Restating the data exactly is the whole task.
::::::::
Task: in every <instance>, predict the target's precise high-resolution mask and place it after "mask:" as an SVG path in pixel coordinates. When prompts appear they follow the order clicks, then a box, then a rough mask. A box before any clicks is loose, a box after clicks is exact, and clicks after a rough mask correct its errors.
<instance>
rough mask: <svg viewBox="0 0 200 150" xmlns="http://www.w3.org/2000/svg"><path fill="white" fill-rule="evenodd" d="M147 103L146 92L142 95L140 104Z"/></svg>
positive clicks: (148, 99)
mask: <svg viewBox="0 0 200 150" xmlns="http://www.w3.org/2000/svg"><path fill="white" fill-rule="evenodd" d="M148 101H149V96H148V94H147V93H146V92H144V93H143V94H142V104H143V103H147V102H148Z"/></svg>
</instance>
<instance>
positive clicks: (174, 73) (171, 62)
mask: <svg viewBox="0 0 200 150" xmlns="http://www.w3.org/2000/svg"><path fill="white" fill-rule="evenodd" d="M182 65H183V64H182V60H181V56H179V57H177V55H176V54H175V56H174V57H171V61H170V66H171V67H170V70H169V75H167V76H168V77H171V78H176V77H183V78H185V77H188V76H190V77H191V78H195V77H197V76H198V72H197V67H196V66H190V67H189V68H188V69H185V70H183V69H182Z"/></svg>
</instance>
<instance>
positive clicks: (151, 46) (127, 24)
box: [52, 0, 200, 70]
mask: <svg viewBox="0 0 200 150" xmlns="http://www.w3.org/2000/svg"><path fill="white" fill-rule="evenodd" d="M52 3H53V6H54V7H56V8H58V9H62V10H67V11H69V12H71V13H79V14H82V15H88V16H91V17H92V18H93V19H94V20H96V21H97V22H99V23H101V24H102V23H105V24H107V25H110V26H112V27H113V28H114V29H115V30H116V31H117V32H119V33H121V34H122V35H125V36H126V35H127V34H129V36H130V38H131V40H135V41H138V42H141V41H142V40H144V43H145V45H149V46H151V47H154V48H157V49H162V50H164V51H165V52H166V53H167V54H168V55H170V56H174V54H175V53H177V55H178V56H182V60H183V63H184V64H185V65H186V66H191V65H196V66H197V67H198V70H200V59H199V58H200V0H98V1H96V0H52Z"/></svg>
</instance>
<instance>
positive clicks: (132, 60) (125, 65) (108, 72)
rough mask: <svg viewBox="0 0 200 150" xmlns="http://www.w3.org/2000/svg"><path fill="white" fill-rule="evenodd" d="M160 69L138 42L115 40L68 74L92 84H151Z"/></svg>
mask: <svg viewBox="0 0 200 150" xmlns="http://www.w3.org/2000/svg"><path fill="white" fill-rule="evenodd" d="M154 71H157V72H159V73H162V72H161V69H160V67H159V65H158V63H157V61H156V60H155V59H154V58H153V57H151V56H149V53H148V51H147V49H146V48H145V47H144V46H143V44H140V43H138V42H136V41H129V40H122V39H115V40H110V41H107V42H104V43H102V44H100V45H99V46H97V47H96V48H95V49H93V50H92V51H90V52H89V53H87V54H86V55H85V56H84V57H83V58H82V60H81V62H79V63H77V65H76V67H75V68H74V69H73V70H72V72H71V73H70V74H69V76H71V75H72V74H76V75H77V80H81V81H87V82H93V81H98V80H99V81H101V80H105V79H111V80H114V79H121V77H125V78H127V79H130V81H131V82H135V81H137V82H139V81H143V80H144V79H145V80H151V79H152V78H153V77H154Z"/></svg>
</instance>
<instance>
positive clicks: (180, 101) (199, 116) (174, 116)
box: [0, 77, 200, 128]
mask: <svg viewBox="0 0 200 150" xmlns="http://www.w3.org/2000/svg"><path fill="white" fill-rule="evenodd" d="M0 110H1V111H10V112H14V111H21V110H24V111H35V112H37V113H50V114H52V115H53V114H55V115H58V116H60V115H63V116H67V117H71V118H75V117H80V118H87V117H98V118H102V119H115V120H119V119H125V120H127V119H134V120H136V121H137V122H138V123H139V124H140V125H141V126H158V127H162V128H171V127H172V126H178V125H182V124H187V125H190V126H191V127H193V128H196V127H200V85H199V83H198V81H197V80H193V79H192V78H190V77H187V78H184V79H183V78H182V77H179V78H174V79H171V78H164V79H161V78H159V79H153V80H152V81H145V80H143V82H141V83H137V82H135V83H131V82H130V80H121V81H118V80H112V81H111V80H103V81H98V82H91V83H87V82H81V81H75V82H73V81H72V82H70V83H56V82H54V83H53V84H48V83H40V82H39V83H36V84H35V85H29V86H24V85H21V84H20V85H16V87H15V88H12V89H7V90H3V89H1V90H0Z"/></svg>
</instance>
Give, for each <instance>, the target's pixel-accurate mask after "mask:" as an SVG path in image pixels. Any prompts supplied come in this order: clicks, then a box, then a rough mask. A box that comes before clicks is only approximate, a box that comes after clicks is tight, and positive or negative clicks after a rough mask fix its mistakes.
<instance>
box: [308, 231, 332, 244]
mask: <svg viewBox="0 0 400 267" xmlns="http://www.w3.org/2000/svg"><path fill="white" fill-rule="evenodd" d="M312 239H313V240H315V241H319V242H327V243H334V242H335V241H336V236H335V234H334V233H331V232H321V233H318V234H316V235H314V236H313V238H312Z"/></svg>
::::::::
- **Response**
Task: in every <instance>, predict the target's precise high-resolution mask and place it after "mask:" as an SVG path in pixel coordinates. When prompts appear they follow the order clicks, then a box, then a rough mask. A box before any clicks is loose, a box after clicks is exact, and clicks after a rough mask correct its errors.
<instance>
rough mask: <svg viewBox="0 0 200 150" xmlns="http://www.w3.org/2000/svg"><path fill="white" fill-rule="evenodd" d="M147 103L146 92L142 95L140 104Z"/></svg>
positive clicks: (148, 99)
mask: <svg viewBox="0 0 200 150" xmlns="http://www.w3.org/2000/svg"><path fill="white" fill-rule="evenodd" d="M148 101H149V96H148V94H147V93H146V92H144V93H143V94H142V104H143V103H147V102H148Z"/></svg>
</instance>
<instance>
positive clicks: (174, 73) (171, 62)
mask: <svg viewBox="0 0 200 150" xmlns="http://www.w3.org/2000/svg"><path fill="white" fill-rule="evenodd" d="M182 65H183V64H182V60H181V56H179V57H177V55H176V54H175V56H174V57H171V61H170V66H171V67H170V70H169V75H167V76H168V77H171V78H176V77H183V78H185V77H188V76H190V77H191V78H195V77H197V76H198V72H197V67H196V66H190V67H189V68H188V69H185V70H183V69H182Z"/></svg>
</instance>
<instance>
positive clicks: (151, 46) (127, 24)
box: [52, 0, 200, 70]
mask: <svg viewBox="0 0 200 150" xmlns="http://www.w3.org/2000/svg"><path fill="white" fill-rule="evenodd" d="M52 3H53V6H54V7H56V8H58V9H62V10H67V11H69V12H71V13H79V14H82V15H88V16H91V17H92V18H93V19H94V20H96V21H97V22H99V23H101V24H102V23H105V24H107V25H110V26H112V27H113V28H114V29H115V30H116V31H117V32H119V33H121V34H122V35H125V36H126V35H127V34H129V36H130V38H131V40H135V41H138V42H141V41H142V40H144V43H145V45H149V46H151V47H154V48H157V49H162V50H164V51H165V52H166V53H167V54H168V55H170V56H174V54H175V53H177V55H178V56H182V60H183V63H184V64H185V65H186V66H191V65H196V66H197V67H198V70H200V59H199V58H200V0H98V1H96V0H52Z"/></svg>
</instance>
<instance>
positive clicks: (132, 60) (125, 65) (108, 72)
rough mask: <svg viewBox="0 0 200 150" xmlns="http://www.w3.org/2000/svg"><path fill="white" fill-rule="evenodd" d="M160 69L138 42L115 40L68 74L92 84H151Z"/></svg>
mask: <svg viewBox="0 0 200 150" xmlns="http://www.w3.org/2000/svg"><path fill="white" fill-rule="evenodd" d="M154 71H157V72H159V73H162V72H161V69H160V67H159V65H158V63H157V61H156V60H155V59H154V58H153V57H151V56H149V53H148V51H147V49H146V48H145V47H144V46H143V44H140V43H138V42H136V41H129V40H122V39H115V40H110V41H107V42H104V43H102V44H100V45H99V46H97V47H96V48H95V49H93V50H92V51H90V52H89V53H87V54H86V55H85V56H84V57H83V58H82V60H81V62H79V63H77V65H76V67H75V68H74V69H73V70H72V72H71V73H70V74H69V76H71V75H72V74H76V75H77V80H81V81H87V82H93V81H98V80H99V81H101V80H105V79H111V80H114V79H121V77H125V78H127V79H130V81H131V82H135V81H137V82H139V81H143V80H144V79H145V80H151V79H152V78H153V77H154Z"/></svg>
</instance>
<instance>
positive clicks: (180, 101) (199, 116) (174, 116)
box: [0, 77, 200, 128]
mask: <svg viewBox="0 0 200 150" xmlns="http://www.w3.org/2000/svg"><path fill="white" fill-rule="evenodd" d="M0 110H1V111H10V112H14V111H21V110H24V111H35V112H37V113H50V114H52V115H53V114H55V115H58V116H60V115H63V116H67V117H71V118H75V117H80V118H87V117H98V118H102V119H115V120H119V119H125V120H127V119H134V120H136V121H137V122H138V123H139V124H140V125H141V126H158V127H162V128H171V127H172V126H178V125H182V124H187V125H190V126H191V127H193V128H196V127H200V85H199V83H198V81H197V80H193V79H192V78H190V77H187V78H184V79H183V78H182V77H179V78H174V79H171V78H164V79H161V78H159V79H153V80H152V81H145V80H143V82H141V83H137V82H135V83H131V82H130V80H121V81H118V80H112V81H111V80H103V81H98V82H91V83H87V82H81V81H75V82H73V81H72V82H70V83H56V82H54V83H53V84H48V83H40V82H39V83H36V84H35V85H29V86H24V85H21V84H20V85H16V87H15V88H12V89H7V90H3V89H1V90H0Z"/></svg>
</instance>
Give, for each <instance>, the target's pixel-accurate mask after "mask:" as an SVG path in image pixels. Any prompts supplied come in this order: clicks, then a box, then a rough mask. A box that comes before clicks is only approximate, a box that comes after clicks is tight, and positive or negative clicks after a rough mask fix its mistakes.
<instance>
box: [308, 231, 332, 244]
mask: <svg viewBox="0 0 400 267" xmlns="http://www.w3.org/2000/svg"><path fill="white" fill-rule="evenodd" d="M312 239H313V240H315V241H319V242H327V243H334V242H335V241H336V236H335V234H334V233H331V232H321V233H318V234H316V235H314V236H313V238H312Z"/></svg>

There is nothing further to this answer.